TEXTAUSZUG:

══════

Die aus unserer Sicht wesentlichste Änderung betrifft die Einfügung des § 21b „Mitgliederdarlehen“. Zum Hintergrund: Mit dem Kleinanlegerschutzgesetz hat der Gesetzgeber die Darlehen mit qualifiziertem Nachrang zur Vermögensanlage erklärt. Da es im Genossenschaftswesen schon lange bewährte Praxis ist, dass Mitglieder die Projekte ihrer Genossenschaft sowohl mit Genossenschaftskapital (in Form von Eigenkapital), als auch über Darlehen (in Form von Fremdkapital) finanzieren und Genossenschaften Ausnahmetatbestände im Vermögensanlagengesetz und im KAGB haben, blieb dem Gesetzgeber 2015 nichts weiter übrig, als auch hier Ausnahmen zuzulassen. Im Ergebnis ging den Banken möglicherweise zu viel Geschäft verloren, so dass man unserer Einschätzung nach beim Gesetzgeber insistiert hat, tätig zu werden. Das Ergebnis ist die erwähnte Einfügung. Da der §21b nunmehr weiter die genossenschaftliche Praxis unterstreicht, sie jetzt aber „bürokratieabbauenderweise“ regelt, hat sich das Thema mit der Festlegung der Obergrenze von 1,5 % Zinsen p.a. für derartige Mitgliederdarlehen wohl selbst erledigt.

══════

KURZE AUFGABE 1:
Suchen Sie jede Zeile der Datensätze heraus, die die Zeichenfolge „black“ enthält, und geben Sie diese Zeilen unverändert wieder.
Textauszug und Datensätze stammen aus unterschiedlichen Quellen.

Auszug aus einer Sammlung von Datensätzen

══════

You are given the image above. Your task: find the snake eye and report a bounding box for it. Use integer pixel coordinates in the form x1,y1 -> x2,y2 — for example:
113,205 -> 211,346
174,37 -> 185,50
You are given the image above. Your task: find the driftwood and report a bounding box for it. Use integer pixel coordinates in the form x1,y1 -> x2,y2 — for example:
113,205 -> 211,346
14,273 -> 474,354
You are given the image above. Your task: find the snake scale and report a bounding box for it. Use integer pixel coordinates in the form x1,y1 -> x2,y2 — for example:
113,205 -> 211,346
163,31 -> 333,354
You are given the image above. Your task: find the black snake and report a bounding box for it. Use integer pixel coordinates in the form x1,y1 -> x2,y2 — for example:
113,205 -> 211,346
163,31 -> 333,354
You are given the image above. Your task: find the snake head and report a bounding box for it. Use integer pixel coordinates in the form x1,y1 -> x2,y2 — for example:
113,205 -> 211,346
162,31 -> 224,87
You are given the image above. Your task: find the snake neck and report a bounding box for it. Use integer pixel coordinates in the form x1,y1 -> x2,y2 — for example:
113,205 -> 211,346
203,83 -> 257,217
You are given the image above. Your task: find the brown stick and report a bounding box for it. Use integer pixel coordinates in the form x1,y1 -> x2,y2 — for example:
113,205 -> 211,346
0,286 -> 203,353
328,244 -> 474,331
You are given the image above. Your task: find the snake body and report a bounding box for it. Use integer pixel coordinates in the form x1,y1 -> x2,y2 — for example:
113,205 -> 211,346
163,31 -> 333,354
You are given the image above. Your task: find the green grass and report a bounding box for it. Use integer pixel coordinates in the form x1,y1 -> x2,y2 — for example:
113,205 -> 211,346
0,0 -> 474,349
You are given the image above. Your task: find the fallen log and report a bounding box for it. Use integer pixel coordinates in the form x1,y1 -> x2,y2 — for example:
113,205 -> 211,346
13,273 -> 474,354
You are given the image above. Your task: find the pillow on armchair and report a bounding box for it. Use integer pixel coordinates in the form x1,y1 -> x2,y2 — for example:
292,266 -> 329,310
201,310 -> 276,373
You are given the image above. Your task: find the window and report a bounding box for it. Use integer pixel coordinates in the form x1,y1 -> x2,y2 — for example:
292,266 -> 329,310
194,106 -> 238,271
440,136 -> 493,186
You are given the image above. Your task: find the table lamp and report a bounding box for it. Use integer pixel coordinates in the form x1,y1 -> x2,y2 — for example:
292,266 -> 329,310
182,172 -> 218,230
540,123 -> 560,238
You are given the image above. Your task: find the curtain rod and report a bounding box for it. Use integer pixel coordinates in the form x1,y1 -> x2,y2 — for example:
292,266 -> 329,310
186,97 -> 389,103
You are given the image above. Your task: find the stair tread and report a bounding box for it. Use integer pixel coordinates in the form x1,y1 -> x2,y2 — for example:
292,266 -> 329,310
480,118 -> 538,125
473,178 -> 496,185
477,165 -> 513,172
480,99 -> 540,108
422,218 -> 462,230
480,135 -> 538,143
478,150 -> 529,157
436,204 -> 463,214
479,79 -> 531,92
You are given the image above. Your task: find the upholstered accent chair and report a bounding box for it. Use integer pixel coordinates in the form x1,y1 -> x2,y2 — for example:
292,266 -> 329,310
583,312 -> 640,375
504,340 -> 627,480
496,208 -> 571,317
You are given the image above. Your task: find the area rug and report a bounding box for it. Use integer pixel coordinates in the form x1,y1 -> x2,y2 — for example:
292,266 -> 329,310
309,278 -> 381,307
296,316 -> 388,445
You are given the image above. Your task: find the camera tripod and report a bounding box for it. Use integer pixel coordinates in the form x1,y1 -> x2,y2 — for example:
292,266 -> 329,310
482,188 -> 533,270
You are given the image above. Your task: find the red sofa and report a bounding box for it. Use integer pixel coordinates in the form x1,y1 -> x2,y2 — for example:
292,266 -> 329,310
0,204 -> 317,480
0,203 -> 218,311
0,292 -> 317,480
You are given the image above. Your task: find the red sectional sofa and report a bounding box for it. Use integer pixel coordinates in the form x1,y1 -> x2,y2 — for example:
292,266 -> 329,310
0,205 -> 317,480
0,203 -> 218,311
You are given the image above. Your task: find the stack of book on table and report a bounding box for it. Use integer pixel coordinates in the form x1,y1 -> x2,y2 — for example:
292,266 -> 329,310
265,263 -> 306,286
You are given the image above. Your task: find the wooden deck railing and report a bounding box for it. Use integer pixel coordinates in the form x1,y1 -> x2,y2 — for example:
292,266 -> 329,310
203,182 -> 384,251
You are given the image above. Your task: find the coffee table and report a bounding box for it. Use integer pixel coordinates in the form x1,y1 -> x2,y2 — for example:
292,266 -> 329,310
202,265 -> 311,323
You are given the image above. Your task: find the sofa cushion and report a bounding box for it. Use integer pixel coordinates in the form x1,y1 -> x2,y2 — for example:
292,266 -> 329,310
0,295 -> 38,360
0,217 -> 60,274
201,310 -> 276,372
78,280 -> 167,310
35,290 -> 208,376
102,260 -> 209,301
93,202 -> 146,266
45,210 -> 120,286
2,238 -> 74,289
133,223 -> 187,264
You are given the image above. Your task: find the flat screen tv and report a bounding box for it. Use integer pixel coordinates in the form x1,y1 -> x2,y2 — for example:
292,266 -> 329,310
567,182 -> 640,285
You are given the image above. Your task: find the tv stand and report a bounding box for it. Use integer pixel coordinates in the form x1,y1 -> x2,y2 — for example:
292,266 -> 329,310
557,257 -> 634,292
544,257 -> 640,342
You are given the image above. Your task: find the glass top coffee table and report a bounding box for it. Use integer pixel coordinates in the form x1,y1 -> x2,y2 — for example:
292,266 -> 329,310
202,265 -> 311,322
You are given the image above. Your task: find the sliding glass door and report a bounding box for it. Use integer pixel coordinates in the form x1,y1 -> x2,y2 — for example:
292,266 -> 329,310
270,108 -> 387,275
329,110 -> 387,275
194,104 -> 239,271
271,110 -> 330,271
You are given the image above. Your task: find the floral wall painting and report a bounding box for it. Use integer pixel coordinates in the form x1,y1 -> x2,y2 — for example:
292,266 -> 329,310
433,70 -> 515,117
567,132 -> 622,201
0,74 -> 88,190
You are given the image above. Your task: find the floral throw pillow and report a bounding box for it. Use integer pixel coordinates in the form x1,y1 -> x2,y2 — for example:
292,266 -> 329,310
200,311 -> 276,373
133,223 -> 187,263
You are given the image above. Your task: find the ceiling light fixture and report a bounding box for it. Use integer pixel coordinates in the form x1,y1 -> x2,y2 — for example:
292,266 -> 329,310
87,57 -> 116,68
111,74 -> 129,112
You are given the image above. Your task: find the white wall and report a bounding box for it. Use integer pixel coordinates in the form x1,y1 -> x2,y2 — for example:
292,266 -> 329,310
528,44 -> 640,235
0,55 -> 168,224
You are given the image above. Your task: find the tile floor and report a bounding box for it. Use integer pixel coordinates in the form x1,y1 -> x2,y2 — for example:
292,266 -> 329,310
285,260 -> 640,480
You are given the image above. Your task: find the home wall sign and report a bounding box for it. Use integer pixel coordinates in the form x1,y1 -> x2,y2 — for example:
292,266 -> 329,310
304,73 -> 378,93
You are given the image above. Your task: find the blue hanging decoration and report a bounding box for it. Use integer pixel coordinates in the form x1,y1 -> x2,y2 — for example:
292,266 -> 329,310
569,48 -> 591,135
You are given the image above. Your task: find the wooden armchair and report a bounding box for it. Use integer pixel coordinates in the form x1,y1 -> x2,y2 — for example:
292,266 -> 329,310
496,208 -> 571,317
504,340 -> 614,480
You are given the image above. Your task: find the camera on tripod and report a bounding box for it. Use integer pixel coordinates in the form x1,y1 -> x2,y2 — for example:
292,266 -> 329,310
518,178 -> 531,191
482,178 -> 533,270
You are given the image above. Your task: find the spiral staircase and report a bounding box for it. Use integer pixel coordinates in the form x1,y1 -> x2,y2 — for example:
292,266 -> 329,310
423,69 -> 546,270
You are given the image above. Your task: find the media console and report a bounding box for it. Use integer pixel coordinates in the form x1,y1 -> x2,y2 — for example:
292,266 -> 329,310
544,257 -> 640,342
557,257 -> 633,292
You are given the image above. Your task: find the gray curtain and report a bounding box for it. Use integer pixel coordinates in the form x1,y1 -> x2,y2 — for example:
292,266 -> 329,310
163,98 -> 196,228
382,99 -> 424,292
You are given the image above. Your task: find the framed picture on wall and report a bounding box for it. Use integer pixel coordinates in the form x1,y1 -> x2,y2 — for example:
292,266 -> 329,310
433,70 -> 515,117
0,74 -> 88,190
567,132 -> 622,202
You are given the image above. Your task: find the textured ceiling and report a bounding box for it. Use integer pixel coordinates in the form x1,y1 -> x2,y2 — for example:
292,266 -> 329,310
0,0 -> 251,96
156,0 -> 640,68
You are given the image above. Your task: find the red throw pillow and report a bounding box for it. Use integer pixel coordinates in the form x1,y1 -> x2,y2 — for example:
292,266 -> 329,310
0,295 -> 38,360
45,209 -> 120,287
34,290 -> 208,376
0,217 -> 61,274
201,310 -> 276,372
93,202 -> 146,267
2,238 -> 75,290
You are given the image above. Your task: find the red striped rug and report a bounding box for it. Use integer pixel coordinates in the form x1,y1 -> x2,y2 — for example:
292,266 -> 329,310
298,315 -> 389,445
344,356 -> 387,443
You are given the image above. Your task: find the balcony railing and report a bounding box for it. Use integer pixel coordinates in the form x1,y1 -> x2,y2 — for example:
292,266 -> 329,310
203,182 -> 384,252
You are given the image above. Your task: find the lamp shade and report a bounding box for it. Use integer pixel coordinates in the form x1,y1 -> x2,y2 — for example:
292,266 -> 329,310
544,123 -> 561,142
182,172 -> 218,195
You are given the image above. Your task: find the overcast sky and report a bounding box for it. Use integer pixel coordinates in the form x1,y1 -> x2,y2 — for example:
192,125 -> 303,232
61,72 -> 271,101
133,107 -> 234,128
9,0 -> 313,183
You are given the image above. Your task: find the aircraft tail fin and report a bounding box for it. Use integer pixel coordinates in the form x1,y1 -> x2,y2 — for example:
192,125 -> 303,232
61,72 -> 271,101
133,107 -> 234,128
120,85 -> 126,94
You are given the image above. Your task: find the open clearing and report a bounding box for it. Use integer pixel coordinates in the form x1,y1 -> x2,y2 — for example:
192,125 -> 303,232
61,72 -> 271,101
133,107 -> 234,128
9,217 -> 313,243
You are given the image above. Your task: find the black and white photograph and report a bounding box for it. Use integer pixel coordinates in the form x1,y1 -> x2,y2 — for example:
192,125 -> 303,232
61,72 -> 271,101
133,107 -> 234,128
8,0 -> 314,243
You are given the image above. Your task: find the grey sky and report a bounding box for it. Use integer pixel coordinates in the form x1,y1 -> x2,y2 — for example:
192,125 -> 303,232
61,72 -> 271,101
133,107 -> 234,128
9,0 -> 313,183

══════

KURZE AUFGABE 2:
Welche jährliche Zinsobergrenze für Mitgliederdarlehen nennt der Textauszug?

ÜBUNGSERGEBNIS 1:
You are given the image above. Your task: find the black snake and report a bounding box for it. Use integer pixel coordinates in the form x1,y1 -> x2,y2 — for example:
You are given the image above. Your task: find the black and white photograph and report a bounding box for it. Use integer pixel coordinates in the form x1,y1 -> x2,y2 — for example:

ÜBUNGSERGEBNIS 2:
1,5 % Zinsen p.a.